## DIRECTIONS
Return all of the data exactly as given.

## DATA SECTION
■ ■ ■ ■ ■ ■ ■
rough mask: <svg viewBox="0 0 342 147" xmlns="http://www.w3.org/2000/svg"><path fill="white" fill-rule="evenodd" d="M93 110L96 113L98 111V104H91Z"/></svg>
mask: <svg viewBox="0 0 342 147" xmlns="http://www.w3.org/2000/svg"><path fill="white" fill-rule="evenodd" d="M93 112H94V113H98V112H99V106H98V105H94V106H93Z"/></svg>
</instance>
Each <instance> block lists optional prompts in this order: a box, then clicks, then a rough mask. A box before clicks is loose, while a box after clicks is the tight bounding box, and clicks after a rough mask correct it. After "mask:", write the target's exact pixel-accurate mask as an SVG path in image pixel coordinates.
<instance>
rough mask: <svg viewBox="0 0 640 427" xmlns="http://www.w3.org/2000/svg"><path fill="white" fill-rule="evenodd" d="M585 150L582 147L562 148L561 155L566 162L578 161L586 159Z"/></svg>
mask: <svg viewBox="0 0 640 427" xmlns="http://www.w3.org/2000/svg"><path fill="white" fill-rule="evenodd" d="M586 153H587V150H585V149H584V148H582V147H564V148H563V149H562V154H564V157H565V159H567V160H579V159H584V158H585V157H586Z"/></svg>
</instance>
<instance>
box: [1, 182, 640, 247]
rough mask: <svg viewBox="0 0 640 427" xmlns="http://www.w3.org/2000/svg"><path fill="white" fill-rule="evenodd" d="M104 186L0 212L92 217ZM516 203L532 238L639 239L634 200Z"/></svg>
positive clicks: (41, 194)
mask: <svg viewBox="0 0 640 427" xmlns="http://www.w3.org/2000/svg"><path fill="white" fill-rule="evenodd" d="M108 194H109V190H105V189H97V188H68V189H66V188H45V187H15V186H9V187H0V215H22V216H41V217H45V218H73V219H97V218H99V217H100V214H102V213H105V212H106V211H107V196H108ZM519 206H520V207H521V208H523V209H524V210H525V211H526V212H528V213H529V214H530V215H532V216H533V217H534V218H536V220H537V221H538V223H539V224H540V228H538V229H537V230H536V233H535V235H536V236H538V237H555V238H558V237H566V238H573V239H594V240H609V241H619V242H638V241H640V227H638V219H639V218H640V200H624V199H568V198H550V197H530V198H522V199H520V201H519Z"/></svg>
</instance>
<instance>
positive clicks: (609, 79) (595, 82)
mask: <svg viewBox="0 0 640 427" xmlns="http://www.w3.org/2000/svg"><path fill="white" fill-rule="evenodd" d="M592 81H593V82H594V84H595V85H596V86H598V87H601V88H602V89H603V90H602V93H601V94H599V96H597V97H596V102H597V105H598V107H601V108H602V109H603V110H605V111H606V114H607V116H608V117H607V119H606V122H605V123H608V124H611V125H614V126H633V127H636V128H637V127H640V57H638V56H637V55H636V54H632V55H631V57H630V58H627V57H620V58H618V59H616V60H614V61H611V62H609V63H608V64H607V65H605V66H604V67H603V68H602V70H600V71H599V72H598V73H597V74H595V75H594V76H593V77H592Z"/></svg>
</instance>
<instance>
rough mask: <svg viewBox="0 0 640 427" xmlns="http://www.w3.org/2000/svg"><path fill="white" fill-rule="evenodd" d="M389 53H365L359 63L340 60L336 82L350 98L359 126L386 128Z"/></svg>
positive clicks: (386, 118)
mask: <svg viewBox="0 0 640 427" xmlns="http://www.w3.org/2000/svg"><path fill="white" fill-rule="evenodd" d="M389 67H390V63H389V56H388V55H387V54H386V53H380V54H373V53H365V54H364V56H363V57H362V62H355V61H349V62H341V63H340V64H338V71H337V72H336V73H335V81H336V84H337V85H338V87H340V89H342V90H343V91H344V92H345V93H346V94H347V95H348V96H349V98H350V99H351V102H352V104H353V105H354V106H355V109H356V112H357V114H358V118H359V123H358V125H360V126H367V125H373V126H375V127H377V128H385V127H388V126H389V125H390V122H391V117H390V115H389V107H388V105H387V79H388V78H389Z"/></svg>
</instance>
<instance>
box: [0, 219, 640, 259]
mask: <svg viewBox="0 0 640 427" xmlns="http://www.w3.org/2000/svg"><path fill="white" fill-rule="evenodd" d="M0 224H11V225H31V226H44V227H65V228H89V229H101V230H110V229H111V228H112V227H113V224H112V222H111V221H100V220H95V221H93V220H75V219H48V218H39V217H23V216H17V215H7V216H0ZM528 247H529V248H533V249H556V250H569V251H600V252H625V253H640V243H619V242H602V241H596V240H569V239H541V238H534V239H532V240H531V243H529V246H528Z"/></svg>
■ ■ ■ ■ ■ ■ ■
## REPLY
rough mask: <svg viewBox="0 0 342 147" xmlns="http://www.w3.org/2000/svg"><path fill="white" fill-rule="evenodd" d="M93 110L96 113L98 111V104H91Z"/></svg>
mask: <svg viewBox="0 0 342 147" xmlns="http://www.w3.org/2000/svg"><path fill="white" fill-rule="evenodd" d="M93 112H94V113H98V112H99V106H98V105H94V106H93Z"/></svg>
</instance>
Each <instance> block lists optional prompts in this order: a box, then clicks, then a rough mask. A box before clicks is loose, while a box after clicks is the tight bounding box, and clicks after a rough mask correct it. After "mask:", write the target's exact pixel-accurate mask as an SVG path in image pixel coordinates.
<instance>
rough mask: <svg viewBox="0 0 640 427" xmlns="http://www.w3.org/2000/svg"><path fill="white" fill-rule="evenodd" d="M585 150L582 147L562 148L561 155L566 162L578 161L586 159Z"/></svg>
mask: <svg viewBox="0 0 640 427" xmlns="http://www.w3.org/2000/svg"><path fill="white" fill-rule="evenodd" d="M586 153H587V150H585V149H584V148H582V147H564V148H563V149H562V154H564V157H565V159H567V160H579V159H584V158H585V157H586Z"/></svg>
</instance>
<instance>
box: [1, 182, 640, 247]
rough mask: <svg viewBox="0 0 640 427" xmlns="http://www.w3.org/2000/svg"><path fill="white" fill-rule="evenodd" d="M104 186L0 212L92 217ZM516 203L532 238L639 239L634 200Z"/></svg>
positive clicks: (41, 194)
mask: <svg viewBox="0 0 640 427" xmlns="http://www.w3.org/2000/svg"><path fill="white" fill-rule="evenodd" d="M108 194H109V190H105V189H97V188H68V189H66V188H45V187H15V186H9V187H0V215H22V216H41V217H45V218H73V219H97V218H99V217H100V214H102V213H105V212H106V211H107V196H108ZM519 206H520V207H521V208H523V209H524V210H525V211H526V212H528V213H529V214H530V215H532V216H533V217H534V218H536V220H537V221H538V223H539V224H540V228H538V229H537V230H536V233H535V235H536V236H538V237H555V238H558V237H566V238H573V239H594V240H609V241H619V242H638V241H640V227H638V219H639V218H640V200H624V199H568V198H550V197H530V198H522V199H520V201H519Z"/></svg>
</instance>
<instance>
positive clicks: (609, 79) (595, 82)
mask: <svg viewBox="0 0 640 427" xmlns="http://www.w3.org/2000/svg"><path fill="white" fill-rule="evenodd" d="M592 81H593V82H594V84H595V85H596V86H598V87H601V88H602V89H603V90H602V93H601V94H599V96H597V97H596V102H597V105H598V107H601V108H602V109H603V110H605V111H606V114H607V116H608V117H607V119H606V122H605V123H608V124H611V125H614V126H633V127H636V128H637V127H640V57H638V56H637V55H636V54H632V55H631V57H630V58H627V57H620V58H618V59H616V60H614V61H611V62H609V63H608V64H607V65H605V66H604V67H603V68H602V70H600V71H599V72H598V73H597V74H595V75H594V76H593V77H592Z"/></svg>
</instance>
<instance>
rough mask: <svg viewBox="0 0 640 427" xmlns="http://www.w3.org/2000/svg"><path fill="white" fill-rule="evenodd" d="M389 53H365L359 63L340 60L336 82L350 98L359 126L386 128Z"/></svg>
positive clicks: (386, 118)
mask: <svg viewBox="0 0 640 427" xmlns="http://www.w3.org/2000/svg"><path fill="white" fill-rule="evenodd" d="M389 67H390V63H389V56H388V55H387V54H386V53H380V54H373V53H365V54H364V56H363V57H362V62H355V61H349V62H341V63H340V64H338V71H337V72H336V73H335V81H336V84H337V85H338V87H340V89H342V90H343V91H344V92H345V93H346V94H347V95H348V96H349V98H350V99H351V102H352V104H353V105H354V106H355V109H356V112H357V114H358V118H359V123H358V125H360V126H367V125H373V126H375V127H377V128H385V127H388V126H389V125H390V122H391V117H390V115H389V107H388V105H387V79H388V78H389Z"/></svg>
</instance>
<instance>
box: [0, 219, 640, 259]
mask: <svg viewBox="0 0 640 427" xmlns="http://www.w3.org/2000/svg"><path fill="white" fill-rule="evenodd" d="M0 224H11V225H31V226H44V227H65V228H89V229H101V230H110V229H111V228H112V227H113V224H112V222H111V221H100V220H95V221H93V220H75V219H48V218H39V217H23V216H17V215H7V216H0ZM528 247H529V248H533V249H556V250H569V251H600V252H625V253H640V243H619V242H602V241H596V240H569V239H541V238H534V239H532V240H531V243H529V246H528Z"/></svg>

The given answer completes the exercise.